Friday the 13th, Part V: A New Beginning/Friday the 13th: A New Beginning (1985) -*½
I’d love to be able to peek inside the heads of the people who were in charge at Paramount during the mid-1980’s. For better or for worse, the Friday the 13th series was among the studio’s biggest and most consistent moneymakers during the first half of that decade. Why, then, would Paramount do something like publicly announce the demise of the series— especially in as attention-getting a manner as a title like Friday the 13th: The Final Chapter? My personal suspicion is that the primary motivation was political. It never quite reached the level of Great Britain’s “Video Nasties” panic, but there certainly was a vociferous backlash against gore movies in this country during the Reagan years. Paramount being a major studio and all, it’s easy to imagine them feeling a bit queasy about being the ones behind the most high-profile franchise of all within the universally despised slasher subgenre. The thing is, though, that Paramount’s morals (if that’s really what led them to the decision to kill off the series) were only as good as their profit margins, and the studio’s resolve evaporated almost immediately when the box-office returns from The Final Chapter started coming in. There was just too much money to be made. Of course, simply shooting another sequel and leaving it at that was obviously out of the question, not after making such a big deal of the fact that they supposedly weren’t going to do that anymore. So Paramount played what was probably the only card available to them under the circumstances, and followed Friday the 13th: The Final Chapter with Friday the 13th: A New Beginning (which apparently didn’t acquire its Roman numeral until it was released to cable and home video), promising some kind of major shakeup in the series.
The movie begins with what must surely be its cleanest break from prior tradition: it starts off, not with a stock-footage recap of the last four movies, but with a pre-credits dream sequence. Tommy Jarvis, slayer of psychopaths (a cameoing Corey Feldman in this scene), dreams that he is standing at the edge of a forest clearing in the middle of an intense thunderstorm. In the center of the clearing is an ineptly constructed grave, the makeshift headstone of which identifies its occupant as Jason Voorhees. While Tommy watches from the cover of the underbrush, two teenage yahoos arrive with shovels in hand, intent upon digging up the grave for “a look at the main man.” That proves to be their undoing, but you already knew that. Jason then turns his attention to Tommy...

▶ Task list:
a. In the review of the film, repeat the passage starting with "The movie begins" and going on through "attention to Tommy...", swapping "thunderstorm" for "rainstorm".
b. List every person or character named in the film review.
c. Condense the paragraph of the film review that begins "The movie begins with" into a short bulleted list that keeps its main facts.

▶ Records supplied:
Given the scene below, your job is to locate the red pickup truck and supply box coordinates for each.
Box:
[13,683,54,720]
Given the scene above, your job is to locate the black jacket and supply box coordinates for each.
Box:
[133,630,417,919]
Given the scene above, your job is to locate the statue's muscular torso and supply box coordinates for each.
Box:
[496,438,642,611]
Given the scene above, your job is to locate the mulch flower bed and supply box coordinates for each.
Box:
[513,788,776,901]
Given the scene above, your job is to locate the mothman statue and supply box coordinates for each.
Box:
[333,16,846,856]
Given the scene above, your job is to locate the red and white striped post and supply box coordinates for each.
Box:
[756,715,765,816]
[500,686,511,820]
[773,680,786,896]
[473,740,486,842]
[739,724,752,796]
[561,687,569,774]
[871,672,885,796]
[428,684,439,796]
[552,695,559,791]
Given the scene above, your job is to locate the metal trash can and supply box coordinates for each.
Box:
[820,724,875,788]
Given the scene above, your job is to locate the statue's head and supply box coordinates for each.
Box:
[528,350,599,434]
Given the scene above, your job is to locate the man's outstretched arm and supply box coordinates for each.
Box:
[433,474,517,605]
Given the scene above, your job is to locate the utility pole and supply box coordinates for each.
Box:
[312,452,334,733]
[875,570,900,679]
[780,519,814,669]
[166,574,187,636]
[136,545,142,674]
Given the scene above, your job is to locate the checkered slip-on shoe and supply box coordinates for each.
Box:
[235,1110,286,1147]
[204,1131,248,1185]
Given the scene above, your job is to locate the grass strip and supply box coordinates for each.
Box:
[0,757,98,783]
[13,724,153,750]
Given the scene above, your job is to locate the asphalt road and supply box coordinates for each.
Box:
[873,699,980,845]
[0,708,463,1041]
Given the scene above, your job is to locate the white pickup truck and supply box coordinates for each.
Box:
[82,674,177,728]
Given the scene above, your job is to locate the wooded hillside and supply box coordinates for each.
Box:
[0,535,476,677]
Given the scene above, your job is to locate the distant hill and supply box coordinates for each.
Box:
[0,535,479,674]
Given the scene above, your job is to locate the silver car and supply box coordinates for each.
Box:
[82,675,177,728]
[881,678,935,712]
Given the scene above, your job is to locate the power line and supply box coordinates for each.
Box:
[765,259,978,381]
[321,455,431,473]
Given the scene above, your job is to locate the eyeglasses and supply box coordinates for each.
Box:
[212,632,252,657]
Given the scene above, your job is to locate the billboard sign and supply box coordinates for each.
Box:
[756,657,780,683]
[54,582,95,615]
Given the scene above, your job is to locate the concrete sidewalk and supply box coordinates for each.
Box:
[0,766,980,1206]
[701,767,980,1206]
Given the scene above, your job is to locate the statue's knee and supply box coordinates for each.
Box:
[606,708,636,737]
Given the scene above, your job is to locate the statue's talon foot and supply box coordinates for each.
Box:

▶ Solutions below:
a.
The movie begins with what must surely be its cleanest break from prior tradition: it starts off, not with a stock-footage recap of the last four movies, but with a pre-credits dream sequence. Tommy Jarvis, slayer of psychopaths (a cameoing Corey Feldman in this scene), dreams that he is standing at the edge of a forest clearing in the middle of an intense rainstorm. In the center of the clearing is an ineptly constructed grave, the makeshift headstone of which identifies its occupant as Jason Voorhees. While Tommy watches from the cover of the underbrush, two teenage yahoos arrive with shovels in hand, intent upon digging up the grave for “a look at the main man.” That proves to be their undoing, but you already knew that. Jason then turns his attention to Tommy...

b. Reagan, Tommy Jarvis, Corey Feldman, Jason Voorhees

c.
- Unlike earlier entries, the movie opens with a pre-credits dream sequence instead of a stock-footage recap of the previous four films.
- Tommy Jarvis, played in this scene by Corey Feldman in a cameo, dreams he is at the edge of a forest clearing during an intense thunderstorm.
- In the clearing is a crude grave whose makeshift headstone names Jason Voorhees.
- Two teenagers arrive with shovels to dig up the grave, and this leads to their deaths.
- Jason then turns toward Tommy, who has been watching from the underbrush.